══ SOURCE DATA ══

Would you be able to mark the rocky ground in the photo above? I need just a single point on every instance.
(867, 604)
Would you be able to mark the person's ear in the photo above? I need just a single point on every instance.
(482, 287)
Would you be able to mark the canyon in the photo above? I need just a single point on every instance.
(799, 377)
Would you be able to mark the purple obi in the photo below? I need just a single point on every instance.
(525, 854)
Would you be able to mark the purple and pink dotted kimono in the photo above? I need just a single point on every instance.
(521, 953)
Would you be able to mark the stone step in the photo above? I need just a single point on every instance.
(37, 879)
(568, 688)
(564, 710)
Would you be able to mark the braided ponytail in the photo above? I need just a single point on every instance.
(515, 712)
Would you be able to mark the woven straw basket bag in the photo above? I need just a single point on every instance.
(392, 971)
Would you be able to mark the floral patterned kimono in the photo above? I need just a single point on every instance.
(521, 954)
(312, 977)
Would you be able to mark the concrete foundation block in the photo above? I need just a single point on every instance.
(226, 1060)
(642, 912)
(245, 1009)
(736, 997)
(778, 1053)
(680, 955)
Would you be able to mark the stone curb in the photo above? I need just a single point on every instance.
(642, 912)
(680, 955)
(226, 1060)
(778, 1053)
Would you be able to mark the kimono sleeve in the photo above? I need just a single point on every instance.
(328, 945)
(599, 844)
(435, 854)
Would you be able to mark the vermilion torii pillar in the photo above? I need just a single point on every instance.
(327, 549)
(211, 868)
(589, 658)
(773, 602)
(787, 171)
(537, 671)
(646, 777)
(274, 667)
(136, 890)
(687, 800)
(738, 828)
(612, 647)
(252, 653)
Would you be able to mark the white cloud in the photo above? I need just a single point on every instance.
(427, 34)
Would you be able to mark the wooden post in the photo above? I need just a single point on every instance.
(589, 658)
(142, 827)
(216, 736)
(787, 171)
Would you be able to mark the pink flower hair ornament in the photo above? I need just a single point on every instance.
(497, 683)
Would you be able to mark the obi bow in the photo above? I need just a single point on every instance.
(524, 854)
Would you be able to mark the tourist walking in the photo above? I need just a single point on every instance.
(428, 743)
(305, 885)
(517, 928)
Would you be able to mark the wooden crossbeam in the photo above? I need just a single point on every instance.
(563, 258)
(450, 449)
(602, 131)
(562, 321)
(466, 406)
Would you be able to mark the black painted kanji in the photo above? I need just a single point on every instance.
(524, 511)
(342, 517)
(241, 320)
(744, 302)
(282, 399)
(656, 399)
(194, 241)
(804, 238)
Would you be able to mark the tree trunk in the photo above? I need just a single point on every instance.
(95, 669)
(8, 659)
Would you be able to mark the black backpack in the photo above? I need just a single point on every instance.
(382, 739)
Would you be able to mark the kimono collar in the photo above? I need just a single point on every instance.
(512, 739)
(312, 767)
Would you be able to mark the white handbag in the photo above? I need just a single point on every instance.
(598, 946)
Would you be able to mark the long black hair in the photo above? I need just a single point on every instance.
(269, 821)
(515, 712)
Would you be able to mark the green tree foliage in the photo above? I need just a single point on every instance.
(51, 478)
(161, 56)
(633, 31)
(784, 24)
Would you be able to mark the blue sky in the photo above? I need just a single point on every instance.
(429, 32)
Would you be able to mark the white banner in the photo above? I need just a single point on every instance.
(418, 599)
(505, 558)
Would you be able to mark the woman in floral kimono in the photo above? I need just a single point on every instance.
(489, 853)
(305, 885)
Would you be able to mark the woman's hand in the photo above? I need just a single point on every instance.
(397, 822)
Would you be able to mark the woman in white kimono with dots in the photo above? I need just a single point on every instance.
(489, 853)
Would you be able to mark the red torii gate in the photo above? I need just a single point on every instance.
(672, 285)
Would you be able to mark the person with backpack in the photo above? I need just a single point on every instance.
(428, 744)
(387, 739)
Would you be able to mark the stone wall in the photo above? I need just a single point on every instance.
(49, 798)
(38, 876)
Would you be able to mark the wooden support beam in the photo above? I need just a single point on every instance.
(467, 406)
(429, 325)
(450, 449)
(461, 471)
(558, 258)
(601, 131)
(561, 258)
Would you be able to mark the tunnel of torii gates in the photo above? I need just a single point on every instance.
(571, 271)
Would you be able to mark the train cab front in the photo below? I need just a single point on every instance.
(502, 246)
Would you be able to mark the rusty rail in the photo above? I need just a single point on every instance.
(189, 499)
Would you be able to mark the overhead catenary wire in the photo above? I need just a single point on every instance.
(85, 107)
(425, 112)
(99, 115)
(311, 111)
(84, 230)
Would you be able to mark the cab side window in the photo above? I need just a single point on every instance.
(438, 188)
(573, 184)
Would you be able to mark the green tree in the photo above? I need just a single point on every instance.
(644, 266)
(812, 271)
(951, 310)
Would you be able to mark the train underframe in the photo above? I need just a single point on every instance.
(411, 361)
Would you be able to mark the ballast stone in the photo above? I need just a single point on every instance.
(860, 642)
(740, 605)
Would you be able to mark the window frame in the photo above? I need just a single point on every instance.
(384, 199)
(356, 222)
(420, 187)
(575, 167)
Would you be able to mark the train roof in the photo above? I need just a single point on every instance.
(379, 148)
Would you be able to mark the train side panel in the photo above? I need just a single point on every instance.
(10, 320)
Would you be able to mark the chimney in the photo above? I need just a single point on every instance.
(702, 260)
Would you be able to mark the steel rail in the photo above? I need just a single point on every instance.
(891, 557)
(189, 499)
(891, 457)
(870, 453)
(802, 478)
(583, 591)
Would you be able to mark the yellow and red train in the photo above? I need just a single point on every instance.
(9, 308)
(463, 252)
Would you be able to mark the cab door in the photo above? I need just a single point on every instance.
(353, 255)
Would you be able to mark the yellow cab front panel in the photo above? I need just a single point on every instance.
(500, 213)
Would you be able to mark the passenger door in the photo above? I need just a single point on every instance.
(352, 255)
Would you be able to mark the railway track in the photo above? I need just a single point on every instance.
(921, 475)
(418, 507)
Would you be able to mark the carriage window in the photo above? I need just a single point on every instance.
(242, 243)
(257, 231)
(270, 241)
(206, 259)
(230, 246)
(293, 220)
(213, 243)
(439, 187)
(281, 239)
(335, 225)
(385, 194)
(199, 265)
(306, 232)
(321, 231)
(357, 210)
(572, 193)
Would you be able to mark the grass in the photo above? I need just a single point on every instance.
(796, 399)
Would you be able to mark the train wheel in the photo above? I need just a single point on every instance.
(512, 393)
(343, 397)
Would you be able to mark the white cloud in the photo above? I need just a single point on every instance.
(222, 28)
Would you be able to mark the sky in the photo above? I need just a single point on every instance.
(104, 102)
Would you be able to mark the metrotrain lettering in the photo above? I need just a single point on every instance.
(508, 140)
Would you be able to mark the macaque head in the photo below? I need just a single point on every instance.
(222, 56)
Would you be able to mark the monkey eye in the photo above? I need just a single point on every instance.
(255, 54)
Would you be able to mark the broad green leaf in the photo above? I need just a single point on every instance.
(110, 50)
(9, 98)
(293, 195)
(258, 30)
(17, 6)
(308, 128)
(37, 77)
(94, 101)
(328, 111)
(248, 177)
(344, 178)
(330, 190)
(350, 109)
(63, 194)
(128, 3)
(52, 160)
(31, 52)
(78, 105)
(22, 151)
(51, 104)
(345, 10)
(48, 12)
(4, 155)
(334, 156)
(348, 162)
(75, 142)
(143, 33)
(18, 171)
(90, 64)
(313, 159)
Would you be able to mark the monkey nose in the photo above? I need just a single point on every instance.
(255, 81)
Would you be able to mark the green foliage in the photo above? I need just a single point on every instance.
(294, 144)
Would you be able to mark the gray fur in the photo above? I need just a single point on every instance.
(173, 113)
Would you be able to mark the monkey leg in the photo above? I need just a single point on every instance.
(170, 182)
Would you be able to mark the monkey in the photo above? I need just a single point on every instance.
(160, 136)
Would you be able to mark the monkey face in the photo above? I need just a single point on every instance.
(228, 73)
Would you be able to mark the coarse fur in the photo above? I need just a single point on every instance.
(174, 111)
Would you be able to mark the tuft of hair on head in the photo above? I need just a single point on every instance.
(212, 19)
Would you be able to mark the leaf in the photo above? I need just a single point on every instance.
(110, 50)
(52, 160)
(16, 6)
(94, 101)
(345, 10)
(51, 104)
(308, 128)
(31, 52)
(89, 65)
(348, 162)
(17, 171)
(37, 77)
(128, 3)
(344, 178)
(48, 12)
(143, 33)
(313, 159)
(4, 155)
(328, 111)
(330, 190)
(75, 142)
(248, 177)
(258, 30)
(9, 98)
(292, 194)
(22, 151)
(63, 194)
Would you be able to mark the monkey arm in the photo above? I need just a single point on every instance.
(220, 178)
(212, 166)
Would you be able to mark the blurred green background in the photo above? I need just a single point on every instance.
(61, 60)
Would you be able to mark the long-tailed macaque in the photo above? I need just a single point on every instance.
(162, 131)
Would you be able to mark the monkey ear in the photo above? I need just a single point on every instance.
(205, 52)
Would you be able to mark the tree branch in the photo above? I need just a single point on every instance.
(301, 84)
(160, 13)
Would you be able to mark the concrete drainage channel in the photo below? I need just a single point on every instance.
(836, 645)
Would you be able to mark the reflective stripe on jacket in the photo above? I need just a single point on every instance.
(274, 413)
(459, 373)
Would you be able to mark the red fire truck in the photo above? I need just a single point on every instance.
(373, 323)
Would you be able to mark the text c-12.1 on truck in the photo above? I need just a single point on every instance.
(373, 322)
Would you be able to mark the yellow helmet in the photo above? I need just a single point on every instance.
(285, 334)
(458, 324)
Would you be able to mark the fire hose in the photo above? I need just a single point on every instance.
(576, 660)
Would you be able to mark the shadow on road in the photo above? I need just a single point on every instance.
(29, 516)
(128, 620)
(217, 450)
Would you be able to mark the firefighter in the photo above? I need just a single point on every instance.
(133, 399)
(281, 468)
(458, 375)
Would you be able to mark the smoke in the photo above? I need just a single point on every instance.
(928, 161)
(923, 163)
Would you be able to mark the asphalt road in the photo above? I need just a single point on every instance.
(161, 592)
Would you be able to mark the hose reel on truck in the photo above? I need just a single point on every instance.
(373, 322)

═══

Write out once more the lines above beginning at the line with "Would you be able to mark the yellow helmet"; continue through the final line and stop there.

Would you be able to mark the yellow helmet in the photo above? I need just a single point on every instance.
(285, 334)
(458, 324)
Would you be able to mark the fire hose in the photo above? I need just a single point on every instance.
(576, 660)
Would you be able to mark the shadow on road in the photo above? I need just a single point on every instance.
(29, 516)
(128, 620)
(217, 450)
Would you be able to mark the firefighter in the photo above? I need just a single point on every instance.
(133, 399)
(281, 468)
(458, 375)
Would you be able to mark the smoke in the photo above? I need just a single point on every instance.
(928, 161)
(923, 163)
Would you be able to mark the asphalt road in the photo above? I need just a single point on every instance.
(161, 592)
Would you be able to mark the hose reel on truck in the photo above? I need just a single point on every instance.
(373, 322)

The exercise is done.